| DATASET |
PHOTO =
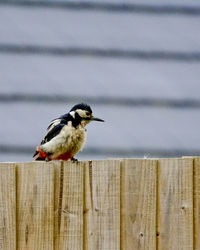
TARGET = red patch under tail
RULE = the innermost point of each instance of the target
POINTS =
(39, 154)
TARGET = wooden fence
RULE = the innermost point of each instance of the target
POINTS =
(126, 204)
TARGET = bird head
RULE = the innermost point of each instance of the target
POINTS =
(83, 113)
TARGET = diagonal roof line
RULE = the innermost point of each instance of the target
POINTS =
(101, 100)
(109, 6)
(24, 49)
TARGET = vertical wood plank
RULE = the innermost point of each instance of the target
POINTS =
(175, 204)
(7, 207)
(196, 204)
(138, 204)
(35, 204)
(70, 215)
(102, 209)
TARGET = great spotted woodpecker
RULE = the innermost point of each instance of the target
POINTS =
(66, 135)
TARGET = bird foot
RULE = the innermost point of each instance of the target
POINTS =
(46, 159)
(74, 159)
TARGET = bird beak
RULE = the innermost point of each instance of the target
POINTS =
(96, 119)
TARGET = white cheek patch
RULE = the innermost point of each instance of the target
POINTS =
(72, 113)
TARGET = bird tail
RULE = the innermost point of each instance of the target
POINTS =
(39, 155)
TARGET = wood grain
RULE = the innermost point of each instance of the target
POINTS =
(70, 231)
(103, 205)
(175, 204)
(138, 204)
(35, 205)
(7, 207)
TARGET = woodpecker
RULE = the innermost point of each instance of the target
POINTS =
(66, 135)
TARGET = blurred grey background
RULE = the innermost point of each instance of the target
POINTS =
(137, 63)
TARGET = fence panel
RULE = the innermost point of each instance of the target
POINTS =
(141, 204)
(35, 206)
(175, 204)
(69, 233)
(7, 207)
(138, 204)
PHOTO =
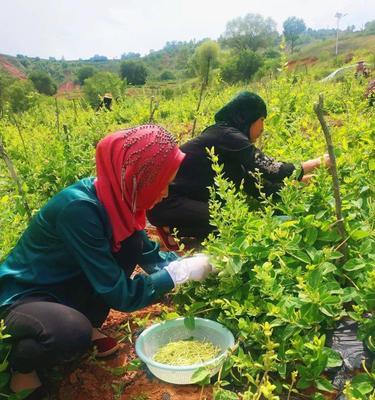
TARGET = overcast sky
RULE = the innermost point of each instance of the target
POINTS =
(81, 28)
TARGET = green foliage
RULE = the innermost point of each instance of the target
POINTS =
(84, 73)
(5, 82)
(205, 58)
(101, 83)
(250, 32)
(241, 67)
(370, 27)
(293, 27)
(21, 96)
(167, 76)
(43, 83)
(281, 287)
(134, 72)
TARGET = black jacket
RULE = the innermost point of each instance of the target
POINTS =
(239, 156)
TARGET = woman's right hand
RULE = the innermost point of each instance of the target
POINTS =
(310, 165)
(195, 268)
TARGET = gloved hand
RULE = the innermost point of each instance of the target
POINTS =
(195, 268)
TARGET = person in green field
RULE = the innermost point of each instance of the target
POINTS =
(74, 261)
(237, 127)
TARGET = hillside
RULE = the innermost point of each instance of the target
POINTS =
(176, 59)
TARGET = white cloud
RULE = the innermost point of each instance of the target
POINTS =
(81, 28)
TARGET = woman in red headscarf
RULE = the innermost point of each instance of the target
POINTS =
(73, 263)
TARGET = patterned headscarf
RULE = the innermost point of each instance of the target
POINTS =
(133, 167)
(242, 111)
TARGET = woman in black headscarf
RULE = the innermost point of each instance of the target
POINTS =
(238, 125)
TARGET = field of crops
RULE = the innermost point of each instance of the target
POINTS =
(283, 284)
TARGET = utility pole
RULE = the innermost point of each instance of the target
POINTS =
(338, 16)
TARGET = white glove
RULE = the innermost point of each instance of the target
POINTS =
(195, 268)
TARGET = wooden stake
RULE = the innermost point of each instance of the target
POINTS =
(14, 176)
(318, 108)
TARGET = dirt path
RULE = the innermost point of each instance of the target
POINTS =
(92, 379)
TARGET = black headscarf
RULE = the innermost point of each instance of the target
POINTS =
(242, 111)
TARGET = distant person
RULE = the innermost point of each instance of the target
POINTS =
(370, 92)
(362, 70)
(74, 261)
(237, 127)
(106, 102)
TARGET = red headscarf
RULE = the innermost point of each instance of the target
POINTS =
(133, 167)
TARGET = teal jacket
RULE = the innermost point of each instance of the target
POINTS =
(68, 242)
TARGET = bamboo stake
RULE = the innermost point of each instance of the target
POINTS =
(14, 176)
(57, 112)
(13, 118)
(318, 108)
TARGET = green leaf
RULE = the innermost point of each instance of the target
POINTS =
(4, 379)
(324, 384)
(189, 322)
(333, 358)
(201, 376)
(311, 234)
(301, 256)
(222, 394)
(359, 234)
(353, 265)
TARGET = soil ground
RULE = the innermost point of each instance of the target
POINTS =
(94, 379)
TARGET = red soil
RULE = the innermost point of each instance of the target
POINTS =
(67, 87)
(94, 380)
(11, 69)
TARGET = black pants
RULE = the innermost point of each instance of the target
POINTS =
(45, 332)
(189, 217)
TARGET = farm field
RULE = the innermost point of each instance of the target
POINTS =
(284, 284)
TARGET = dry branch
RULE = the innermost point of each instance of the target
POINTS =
(318, 108)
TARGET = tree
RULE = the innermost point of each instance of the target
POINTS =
(5, 81)
(241, 67)
(370, 27)
(293, 27)
(206, 56)
(21, 95)
(101, 83)
(250, 32)
(130, 56)
(98, 58)
(43, 83)
(134, 72)
(167, 76)
(84, 73)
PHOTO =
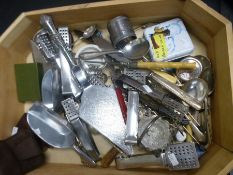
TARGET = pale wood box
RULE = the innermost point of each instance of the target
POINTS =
(205, 24)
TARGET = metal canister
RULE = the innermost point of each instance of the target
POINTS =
(121, 31)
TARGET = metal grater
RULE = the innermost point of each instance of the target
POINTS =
(80, 128)
(139, 75)
(64, 31)
(45, 45)
(181, 156)
(185, 154)
(156, 94)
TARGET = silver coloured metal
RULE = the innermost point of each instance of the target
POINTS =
(80, 128)
(197, 88)
(98, 63)
(51, 89)
(100, 109)
(200, 136)
(207, 72)
(69, 85)
(176, 91)
(186, 75)
(47, 22)
(137, 74)
(121, 31)
(64, 31)
(132, 118)
(158, 136)
(53, 129)
(177, 157)
(134, 50)
(89, 32)
(45, 45)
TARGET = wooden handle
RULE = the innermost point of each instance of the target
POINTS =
(160, 65)
(109, 157)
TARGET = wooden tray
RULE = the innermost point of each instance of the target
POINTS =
(204, 23)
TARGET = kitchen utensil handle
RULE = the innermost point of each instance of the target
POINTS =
(83, 155)
(160, 65)
(47, 23)
(176, 91)
(109, 157)
(199, 135)
(138, 161)
(93, 55)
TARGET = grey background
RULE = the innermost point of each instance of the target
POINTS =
(10, 9)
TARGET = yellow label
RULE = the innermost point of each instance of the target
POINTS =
(161, 51)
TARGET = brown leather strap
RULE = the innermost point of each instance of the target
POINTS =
(21, 152)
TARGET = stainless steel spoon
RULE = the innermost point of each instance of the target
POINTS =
(53, 129)
(134, 50)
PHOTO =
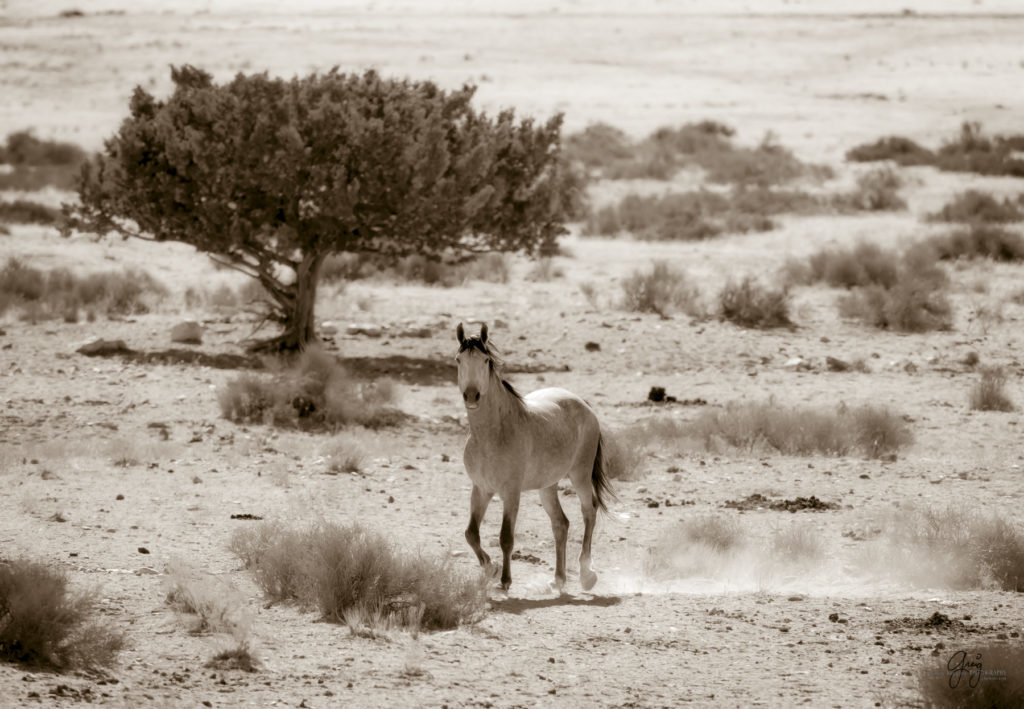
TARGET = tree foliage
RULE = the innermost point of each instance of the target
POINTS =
(271, 175)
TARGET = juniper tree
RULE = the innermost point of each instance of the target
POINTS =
(269, 176)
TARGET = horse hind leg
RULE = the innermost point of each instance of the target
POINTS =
(478, 501)
(560, 528)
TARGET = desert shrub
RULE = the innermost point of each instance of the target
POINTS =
(767, 426)
(43, 623)
(37, 163)
(895, 148)
(978, 241)
(698, 214)
(315, 391)
(28, 212)
(976, 206)
(878, 191)
(988, 393)
(955, 547)
(970, 151)
(975, 677)
(910, 305)
(57, 292)
(753, 305)
(212, 605)
(339, 568)
(662, 290)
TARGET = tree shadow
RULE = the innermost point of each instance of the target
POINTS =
(519, 606)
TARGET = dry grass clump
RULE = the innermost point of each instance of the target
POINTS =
(662, 290)
(607, 153)
(988, 393)
(698, 214)
(28, 212)
(211, 605)
(752, 305)
(37, 164)
(315, 391)
(342, 267)
(970, 151)
(341, 569)
(878, 191)
(978, 207)
(43, 623)
(59, 293)
(952, 547)
(767, 426)
(978, 241)
(975, 677)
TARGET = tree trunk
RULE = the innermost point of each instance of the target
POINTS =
(299, 322)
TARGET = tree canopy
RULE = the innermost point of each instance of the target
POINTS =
(270, 175)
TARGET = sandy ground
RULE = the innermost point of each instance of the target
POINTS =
(743, 631)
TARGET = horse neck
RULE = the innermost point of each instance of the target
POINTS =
(499, 414)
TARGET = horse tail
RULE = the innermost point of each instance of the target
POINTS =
(599, 478)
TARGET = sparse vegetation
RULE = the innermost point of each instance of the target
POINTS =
(58, 293)
(872, 431)
(974, 206)
(978, 241)
(752, 305)
(43, 623)
(27, 212)
(37, 164)
(970, 151)
(662, 290)
(314, 391)
(339, 568)
(954, 547)
(608, 153)
(989, 393)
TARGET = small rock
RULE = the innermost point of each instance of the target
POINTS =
(837, 365)
(99, 347)
(187, 332)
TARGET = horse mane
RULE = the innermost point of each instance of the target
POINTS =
(494, 360)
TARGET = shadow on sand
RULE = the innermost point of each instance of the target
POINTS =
(517, 606)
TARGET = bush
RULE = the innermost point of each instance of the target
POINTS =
(873, 431)
(878, 191)
(39, 163)
(978, 241)
(58, 293)
(970, 151)
(975, 677)
(988, 393)
(955, 547)
(662, 290)
(752, 305)
(895, 148)
(27, 212)
(338, 569)
(911, 305)
(975, 206)
(43, 624)
(314, 392)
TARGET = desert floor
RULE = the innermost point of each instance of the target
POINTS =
(744, 630)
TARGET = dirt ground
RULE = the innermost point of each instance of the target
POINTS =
(747, 631)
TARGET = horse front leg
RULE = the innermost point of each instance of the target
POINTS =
(509, 514)
(478, 501)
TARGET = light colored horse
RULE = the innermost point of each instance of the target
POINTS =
(527, 443)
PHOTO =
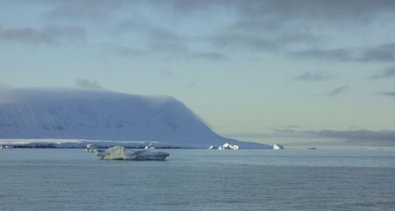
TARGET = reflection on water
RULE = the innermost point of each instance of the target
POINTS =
(70, 179)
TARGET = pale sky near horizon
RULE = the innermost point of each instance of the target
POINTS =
(253, 69)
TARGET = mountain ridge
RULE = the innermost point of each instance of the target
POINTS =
(104, 115)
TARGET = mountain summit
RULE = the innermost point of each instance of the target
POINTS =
(104, 115)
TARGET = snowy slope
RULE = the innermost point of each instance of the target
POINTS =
(101, 115)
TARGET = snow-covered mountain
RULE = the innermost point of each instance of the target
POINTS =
(103, 115)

| REQUEST |
Reproduce the lines from the line with "TARGET = desert floor" through the last line of the entries exactly, including both ends and excluding pictures.

| FINISHED ANSWER |
TARGET = desert floor
RULE = the innermost point of each instance of the target
POINTS =
(744, 630)
TARGET = dirt ground
RULE = the innermost point of each instance of the target
POINTS =
(747, 631)
TARGET = horse front leg
RULE = the innermost point of each instance of the target
POINTS =
(509, 514)
(478, 501)
TARGET = light colored horse
RULE = the innermost point of each instance of the target
POINTS =
(527, 443)
PHOTO =
TARGET = reflection on water
RULE = the innermost point of each instance of the target
POINTS =
(70, 179)
TARGET = pale sky near horizon
RULE = the innermost point of each instance of the target
POINTS =
(253, 69)
TARGET = mountain ridge
RULE = the innermost point of each instance of the target
POINTS =
(104, 115)
TARGET = mountain summit
RULE = the innermost point of each instance of the target
POINTS =
(104, 115)
TARGET = snowy slope
RULE = the innermost point of each instance of the target
POINTS =
(101, 115)
TARGET = snow-covered mountain
RULE = the innermost point of each instance of the target
POINTS =
(103, 115)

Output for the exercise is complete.